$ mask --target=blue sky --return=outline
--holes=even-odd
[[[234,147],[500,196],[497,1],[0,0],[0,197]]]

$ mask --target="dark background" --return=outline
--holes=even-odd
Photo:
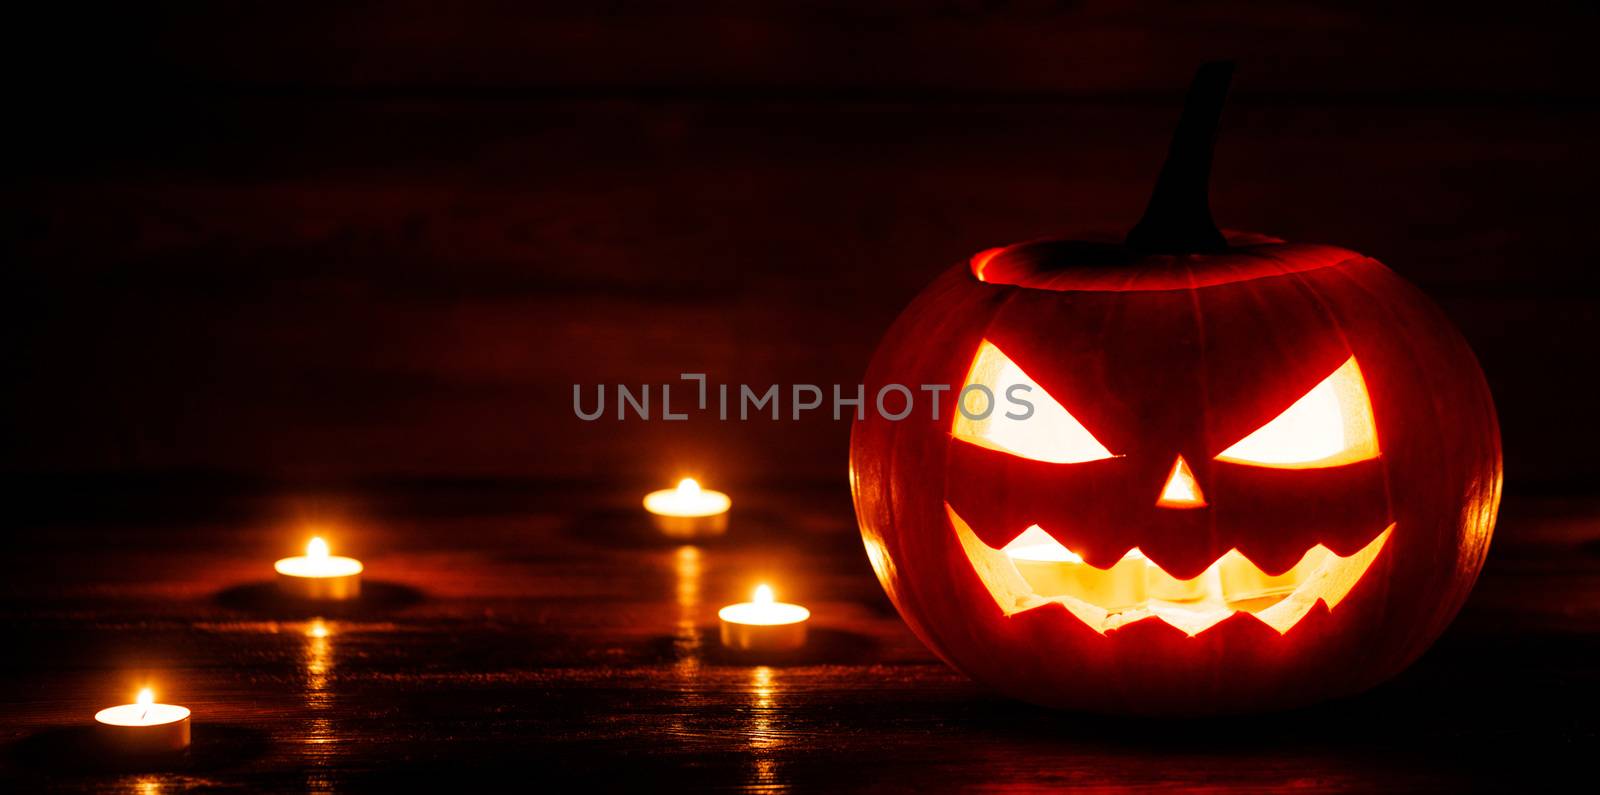
[[[825,412],[583,423],[572,384],[858,383],[940,269],[1125,229],[1231,57],[1219,222],[1443,305],[1508,494],[1600,479],[1592,6],[435,5],[12,20],[8,476],[842,488]]]
[[[1593,4],[443,5],[7,9],[0,790],[1592,775]],[[1488,565],[1392,682],[1200,723],[1006,702],[874,581],[845,423],[573,416],[574,383],[858,383],[952,263],[1126,229],[1219,57],[1218,220],[1387,262],[1499,405]],[[684,472],[727,537],[649,529]],[[367,564],[349,610],[276,597],[312,532]],[[715,624],[763,579],[815,616],[770,667]],[[91,716],[146,682],[189,757],[102,768]]]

WHAT THE TASK REQUIRES> Omitting the images, copy the listing exactly.

PROBLEM SOLUTION>
$ mask --target=blue sky --return=outline
--holes=even-odd
[[[234,147],[500,196],[497,1],[0,0],[0,197]]]

$ mask --target="dark background" --return=outline
--holes=even-odd
Photo:
[[[825,412],[583,423],[572,384],[858,383],[940,269],[1125,229],[1231,57],[1219,222],[1443,305],[1508,494],[1600,479],[1592,6],[435,5],[12,20],[8,476],[842,488]]]
[[[1593,4],[443,5],[7,9],[0,790],[1592,775]],[[1488,565],[1392,682],[1200,723],[1006,702],[874,581],[845,423],[573,416],[574,383],[858,383],[952,263],[1126,229],[1219,57],[1218,220],[1387,262],[1499,405]],[[684,472],[727,537],[649,529]],[[367,564],[349,610],[276,597],[312,532]],[[715,624],[763,579],[815,616],[770,667]],[[91,716],[146,682],[189,757],[102,768]]]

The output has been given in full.